# What this task involves
The records below hold pictures; please leave those out and retype the rest exactly.
- Opening Delimiter -
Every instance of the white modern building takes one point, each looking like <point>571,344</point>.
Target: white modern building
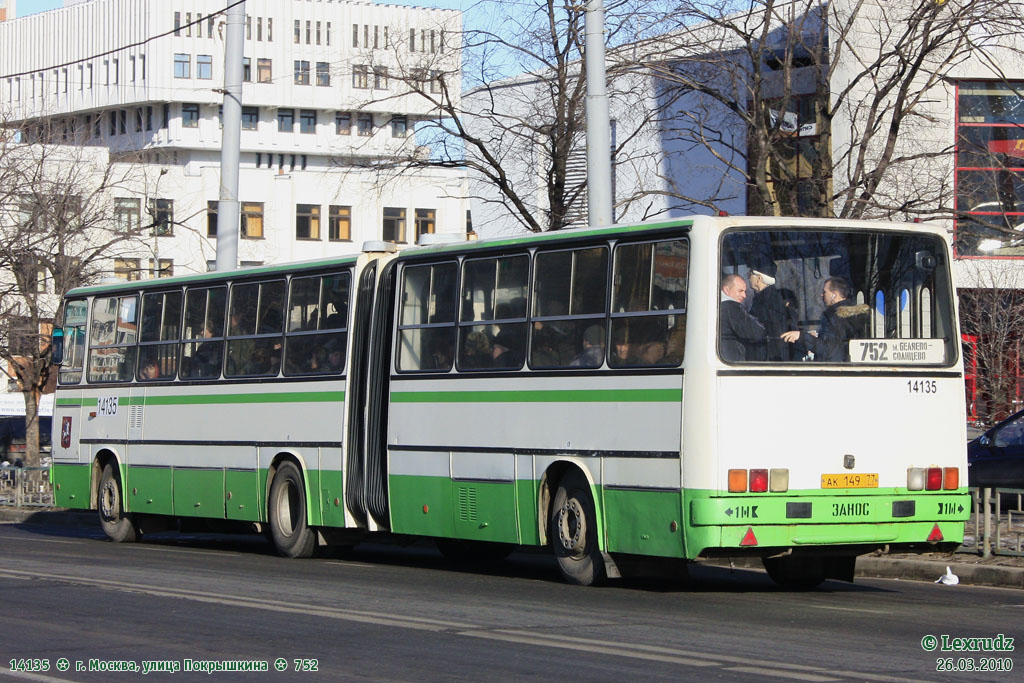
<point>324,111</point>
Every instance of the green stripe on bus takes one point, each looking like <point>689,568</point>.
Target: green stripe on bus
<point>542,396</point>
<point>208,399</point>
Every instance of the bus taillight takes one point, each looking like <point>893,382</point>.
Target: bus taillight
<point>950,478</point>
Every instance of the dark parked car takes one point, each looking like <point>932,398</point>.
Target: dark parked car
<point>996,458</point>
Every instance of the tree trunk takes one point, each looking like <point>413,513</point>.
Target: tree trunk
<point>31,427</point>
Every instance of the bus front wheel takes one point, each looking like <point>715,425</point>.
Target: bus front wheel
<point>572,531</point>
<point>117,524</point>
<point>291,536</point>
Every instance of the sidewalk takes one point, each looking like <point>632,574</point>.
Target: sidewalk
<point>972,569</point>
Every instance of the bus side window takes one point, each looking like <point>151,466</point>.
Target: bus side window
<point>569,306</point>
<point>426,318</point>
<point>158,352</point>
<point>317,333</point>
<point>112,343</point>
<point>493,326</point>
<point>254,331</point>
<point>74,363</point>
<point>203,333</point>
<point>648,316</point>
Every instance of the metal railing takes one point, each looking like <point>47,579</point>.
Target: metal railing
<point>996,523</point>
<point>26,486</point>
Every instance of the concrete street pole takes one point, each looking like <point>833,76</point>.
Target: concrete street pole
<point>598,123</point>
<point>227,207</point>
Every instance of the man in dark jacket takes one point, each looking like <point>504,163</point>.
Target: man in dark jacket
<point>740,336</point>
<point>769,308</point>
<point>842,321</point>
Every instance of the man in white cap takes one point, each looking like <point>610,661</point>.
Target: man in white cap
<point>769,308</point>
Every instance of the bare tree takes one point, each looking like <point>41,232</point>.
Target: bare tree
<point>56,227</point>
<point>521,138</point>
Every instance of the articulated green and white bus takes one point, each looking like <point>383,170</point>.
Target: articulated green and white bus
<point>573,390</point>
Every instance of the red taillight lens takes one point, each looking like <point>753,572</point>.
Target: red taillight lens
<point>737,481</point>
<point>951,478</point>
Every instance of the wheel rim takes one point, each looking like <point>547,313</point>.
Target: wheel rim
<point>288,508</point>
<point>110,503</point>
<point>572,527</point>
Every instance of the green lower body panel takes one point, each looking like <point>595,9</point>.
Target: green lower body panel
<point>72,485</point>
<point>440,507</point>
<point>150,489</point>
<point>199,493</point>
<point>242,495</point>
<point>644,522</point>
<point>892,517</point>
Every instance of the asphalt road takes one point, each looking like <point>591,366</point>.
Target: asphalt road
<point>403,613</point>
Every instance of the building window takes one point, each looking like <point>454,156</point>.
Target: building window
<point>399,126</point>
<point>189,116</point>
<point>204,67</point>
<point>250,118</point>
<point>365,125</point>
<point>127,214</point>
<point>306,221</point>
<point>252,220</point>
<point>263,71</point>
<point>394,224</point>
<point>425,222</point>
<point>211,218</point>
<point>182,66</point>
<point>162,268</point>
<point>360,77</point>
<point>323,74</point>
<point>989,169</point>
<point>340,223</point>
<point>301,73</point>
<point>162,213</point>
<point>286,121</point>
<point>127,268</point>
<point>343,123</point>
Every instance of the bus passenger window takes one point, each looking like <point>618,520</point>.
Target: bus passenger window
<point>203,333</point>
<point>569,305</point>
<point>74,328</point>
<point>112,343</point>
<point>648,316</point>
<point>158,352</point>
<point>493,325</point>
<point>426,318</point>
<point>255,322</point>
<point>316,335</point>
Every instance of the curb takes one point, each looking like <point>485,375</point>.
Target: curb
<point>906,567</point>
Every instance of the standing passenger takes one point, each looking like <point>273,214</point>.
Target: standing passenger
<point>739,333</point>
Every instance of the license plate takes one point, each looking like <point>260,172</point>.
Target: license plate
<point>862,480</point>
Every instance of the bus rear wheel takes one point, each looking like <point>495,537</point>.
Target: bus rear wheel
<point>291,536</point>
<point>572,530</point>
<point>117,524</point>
- Closing Delimiter -
# Response
Every instance of the white modern building takes one point, each looking like <point>571,344</point>.
Target: white modern building
<point>324,111</point>
Every instance of the green stripe on bus takes one point, each looking like <point>689,568</point>.
Target: green stripe on bus
<point>542,396</point>
<point>208,399</point>
Every instance of the bus taillight takes one point, each looking like <point>893,382</point>.
Target: bus taillight
<point>950,478</point>
Every instance of the dark parked car takes one point, each looking like <point>932,398</point>.
Target: dark parked car
<point>996,458</point>
Every instance of the tree trunk takes one point, each looking like <point>413,513</point>.
Target: tree trunk
<point>31,427</point>
Every instance of the bus front wheel takes one point, each looking like <point>715,425</point>.
Target: bus front wheel
<point>572,531</point>
<point>117,524</point>
<point>291,536</point>
Every instance of the sidewalk takes one point, each looking like <point>632,574</point>.
Target: sidewalk
<point>972,569</point>
Every instance of the bus side window takes one point, each looking like <point>151,466</point>.
Target: bus side window
<point>569,306</point>
<point>426,318</point>
<point>158,352</point>
<point>317,333</point>
<point>112,343</point>
<point>493,326</point>
<point>254,331</point>
<point>74,363</point>
<point>203,333</point>
<point>648,316</point>
Every instance of the metal railing takes one point, each looking like <point>47,579</point>.
Target: metal railing
<point>996,523</point>
<point>26,486</point>
Every instance of the concrete street pole takes one point, each looking like <point>833,76</point>.
Target: concrete street pole
<point>598,123</point>
<point>227,207</point>
Every instance of the man in dark jacket takes one point, each looking like <point>504,163</point>.
Target: man in dark jacket
<point>740,336</point>
<point>769,308</point>
<point>842,321</point>
Every instance of the man in white cap takes one point, each looking like <point>610,661</point>.
Target: man in white cap
<point>769,308</point>
Every instance of the bare tree takes one point, each looking like <point>41,232</point>.
Target: bare tree
<point>56,227</point>
<point>521,138</point>
Every instance of the articulated green and white bus takes one point, each looking like <point>383,170</point>.
Target: articulated green and white bus
<point>573,390</point>
Every instance of the red taillight lens takes one point, each looking like <point>753,572</point>.
Target: red taillight lens
<point>737,481</point>
<point>951,478</point>
Every instance of the wheel rim takes one point, each looking like <point>547,313</point>.
Target: wheel rim
<point>288,508</point>
<point>110,503</point>
<point>572,527</point>
Every instance of the green lower body panel takes one point, each looking like <point>595,9</point>.
Target: green lower body panel
<point>72,485</point>
<point>440,507</point>
<point>150,489</point>
<point>199,493</point>
<point>242,495</point>
<point>644,522</point>
<point>892,517</point>
Every instance of the asphalt road takes one point, each looking like <point>591,366</point>.
Target: asphalt road
<point>403,613</point>
Every instance of the building window takes one point, each looking like <point>454,156</point>.
Target: building window
<point>399,126</point>
<point>189,116</point>
<point>204,67</point>
<point>250,118</point>
<point>365,125</point>
<point>127,214</point>
<point>306,221</point>
<point>252,220</point>
<point>263,71</point>
<point>394,224</point>
<point>425,222</point>
<point>211,218</point>
<point>182,66</point>
<point>162,268</point>
<point>360,77</point>
<point>323,74</point>
<point>989,169</point>
<point>340,223</point>
<point>301,73</point>
<point>162,213</point>
<point>286,121</point>
<point>127,268</point>
<point>343,123</point>
Every instance of the bus passenger window takes one point, each looking like <point>618,520</point>.
Target: bus passenger window
<point>203,333</point>
<point>569,305</point>
<point>74,328</point>
<point>112,343</point>
<point>648,316</point>
<point>158,352</point>
<point>493,325</point>
<point>426,318</point>
<point>255,322</point>
<point>316,335</point>
Every instance of the curb takes one point, each looking like <point>485,375</point>.
Target: curb
<point>906,567</point>
Every instance of the standing passenger takes one point, each looking like <point>273,214</point>.
Target: standing passenger
<point>739,333</point>
Every instance of the license plate takes one point, each looking like <point>260,172</point>.
Target: license plate
<point>862,480</point>
Every instance of the bus rear wheel takes one point, each looking like <point>495,537</point>.
Target: bus rear wheel
<point>291,536</point>
<point>572,530</point>
<point>117,524</point>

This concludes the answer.